Free online & talks (Tier 1 / Tier 2)
- SANS Security Awareness — the Security Awareness Maturity Model and annual Security Awareness Report. 📋🛡️ A widely used framework for assessing where your program sits (from "non-existent" to "metrics-driven") and a yearly survey of the field's state and benchmarks. (Tier 2 for specific benchmark figures — directional, not precise.)
- The "Anti-Phishing Working Group (APWG)" trend reports. 🛡️📋 Periodic data on phishing volumes and techniques; useful for situational awareness and for the "why phishing still works" argument. (Tier 2 for exact figures.)
- Vendor phishing-simulation benchmark reports (e.g., industry click-rate-by-sector studies). 📋 Useful for ranges of realistic click and report rates by industry and program maturity. Treat all specific percentages as Tier 2 — methodologies vary widely; use them to calibrate expectations, never to claim a precise figure. This chapter deliberately cites ranges, not invented numbers.
Tools to explore (in your own authorized environment only)
- Open-source phishing-simulation frameworks (e.g., GoPhish). 🏗️ For learning the mechanics and metrics of running an ethical, authorized simulation in your own lab. Build a teachable-moment landing page; never send to anyone who has not consented or any system you are not authorized to test.

——

- _Exercise aim_:
Copy the passage of the security-awareness resource list starting at "- Open-source phishing-simulation" and ending at "authorized to test.", renaming "lab" as "sandbox". Rely on the text above and nothing else.

- _Available data_:
——

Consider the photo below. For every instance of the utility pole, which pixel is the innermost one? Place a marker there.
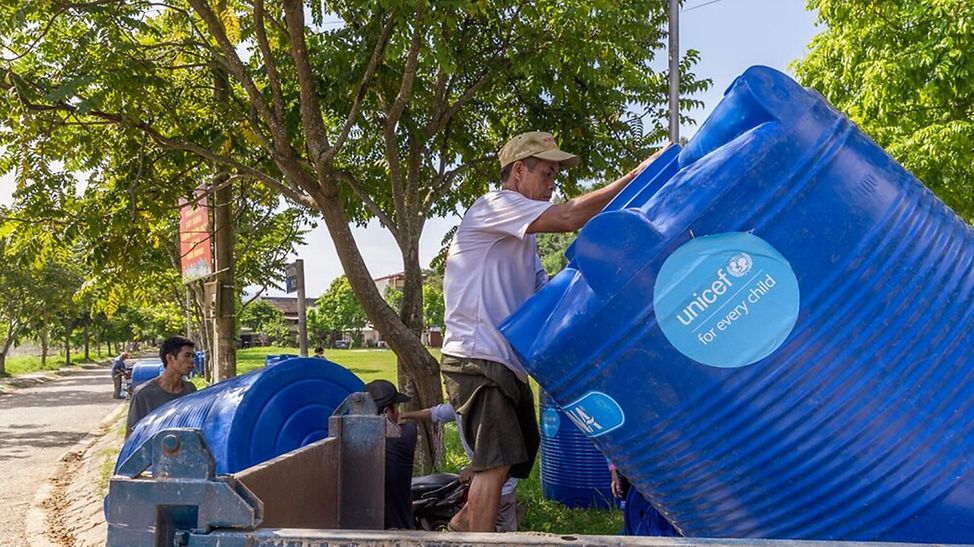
(294, 281)
(675, 71)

——

- _Task response_:
- Open-source phishing-simulation frameworks (e.g., GoPhish). 🏗️ For learning the mechanics and metrics of running an ethical, authorized simulation in your own sandbox. Build a teachable-moment landing page; never send to anyone who has not consented or any system you are not authorized to test.